» Excerpt to read
────────────────

The view from the tower is one of my dearest and best. I am allowed to walk to the end of the road for a look at the illuminated chicken, in the dark, on the promise that I won’t go up on the cliffs at this time of night. I am 52.
Sunday morning: I meet Best Friend for coffee. Best Friend is a very talented, though no longer practising, artist. We talk about the best-known work: Michael Sailstorfer’s Folkestone Digs. News of this had reached me on holiday in the forests of Sweden, with several friends emailing, texting and tweeting that Folkestone was full of people digging for gold.
We agree that it’s fun, bringing optimism and life to the Outer Harbour. I admire her suggestion that all the digging should be filmed on timelaspse camera and then put on two minutes of video to the Benny Hill theme.
Her shop in the Old High Street is next door to Andy Goldsworthy’s Clay Window and Clay Steps. She’s watched its progress with fascination. I meet 17 and 78, who look into Georges House Gallery and its tiny 3D printed figures and chorus ‘Ooh no!’ at the idea of being scanned and turned into teeny statuettes like The Luckiest Place on Earth.
We walk to Payers Park and I read aloud from the brochure about the ‘series of open-ended invitations to visitors to occupy and appropriate structures.’
‘Like that,’ notes 17, nodding at a woman changing a nappy on the grass. ‘It’s a nice place,’ 78 says. ‘Bit steep but good for you.’
At Something & Son’s Amusefood , 78 is enchanted and spends a long time talking to the attendant. The aim to produce fish, chips and mushy peas aeroponically is a response to the twin evils of obesity and food scarcity.

────────────────

» Entries provided
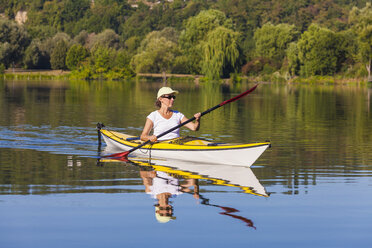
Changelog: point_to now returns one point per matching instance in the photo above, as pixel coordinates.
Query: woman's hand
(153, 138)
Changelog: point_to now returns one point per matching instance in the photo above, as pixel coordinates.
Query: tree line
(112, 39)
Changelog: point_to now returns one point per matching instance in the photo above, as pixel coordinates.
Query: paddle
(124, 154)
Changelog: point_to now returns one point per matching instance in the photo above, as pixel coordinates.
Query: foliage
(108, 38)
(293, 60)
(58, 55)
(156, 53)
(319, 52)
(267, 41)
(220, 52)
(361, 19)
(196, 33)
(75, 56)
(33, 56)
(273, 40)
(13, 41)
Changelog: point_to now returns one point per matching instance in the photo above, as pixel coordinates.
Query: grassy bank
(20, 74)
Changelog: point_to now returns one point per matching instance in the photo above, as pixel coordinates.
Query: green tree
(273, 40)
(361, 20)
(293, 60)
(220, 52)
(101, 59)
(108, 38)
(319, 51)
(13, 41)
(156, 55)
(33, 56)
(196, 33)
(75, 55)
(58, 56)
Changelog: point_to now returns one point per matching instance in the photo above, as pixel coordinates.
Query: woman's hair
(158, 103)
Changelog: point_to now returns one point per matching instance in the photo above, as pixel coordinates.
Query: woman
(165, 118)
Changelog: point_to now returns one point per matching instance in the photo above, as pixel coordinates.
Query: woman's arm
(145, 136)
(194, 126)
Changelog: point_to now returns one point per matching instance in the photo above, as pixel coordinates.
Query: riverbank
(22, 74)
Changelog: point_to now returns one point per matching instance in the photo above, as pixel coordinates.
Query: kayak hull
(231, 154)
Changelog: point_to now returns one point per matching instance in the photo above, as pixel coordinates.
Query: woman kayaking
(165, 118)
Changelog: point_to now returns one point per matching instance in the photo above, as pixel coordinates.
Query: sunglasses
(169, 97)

────────────────

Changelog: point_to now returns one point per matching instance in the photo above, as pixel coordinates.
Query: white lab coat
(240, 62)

────────────────

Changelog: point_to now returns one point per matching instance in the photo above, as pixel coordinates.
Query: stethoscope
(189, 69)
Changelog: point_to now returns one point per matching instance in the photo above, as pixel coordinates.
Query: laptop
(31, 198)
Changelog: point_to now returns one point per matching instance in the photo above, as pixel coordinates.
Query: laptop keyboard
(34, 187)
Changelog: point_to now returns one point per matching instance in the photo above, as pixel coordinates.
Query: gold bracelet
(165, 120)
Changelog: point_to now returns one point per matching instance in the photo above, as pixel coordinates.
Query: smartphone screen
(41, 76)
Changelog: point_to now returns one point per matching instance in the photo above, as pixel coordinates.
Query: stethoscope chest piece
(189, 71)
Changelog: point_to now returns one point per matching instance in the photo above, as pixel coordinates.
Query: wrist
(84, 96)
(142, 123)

────────────────

» Exercise objective
Can you pick up the Folkestone art-walk diary above where it stops, continuing after the sentence about obesity and food scarcity?

» Expected answer
17 and I have talked about this very subject on the train, as it’s part of her A Level Geography course; she hadn’t known we’d visit this. She’s initially excited, then disappointed at the small scale, then saddened by trying to work out on what a huge level this would need to be to produce a meal on demand. It’s made her think.
A look at Clay Steps meets with hisses and mutterings about modern art from 17 and frank confusion from 78. Both are reluctant to enter the thick darkness of the shop interior, and then:
‘Oh! It’s so beautiful!’ 17 is impressed by Clay Window. 78 has a nice chat to the attendant about ‘her’ Whithervane.
Off to Electrified Line. It made an unexpected impact on me. I’m saving that for a separate post after I’ve gone back for another visit. 78 notes that she wouldn’t have gone up it if I hadn’t made her and she’s glad that she did: you can see the posh people having their lunch at Rocksalt and it’s the closest she’ll ever get to it.
We walk to the harbour and stop to stare up at Alex Hartley’s Vigil, eventually rewarded by a wave from the tiny, tiny hand of Em Peasgood. Please, please read her blog post here, from Saturday 6 September. One of the most moving and inspiring things I have ever read. What a truly brave woman.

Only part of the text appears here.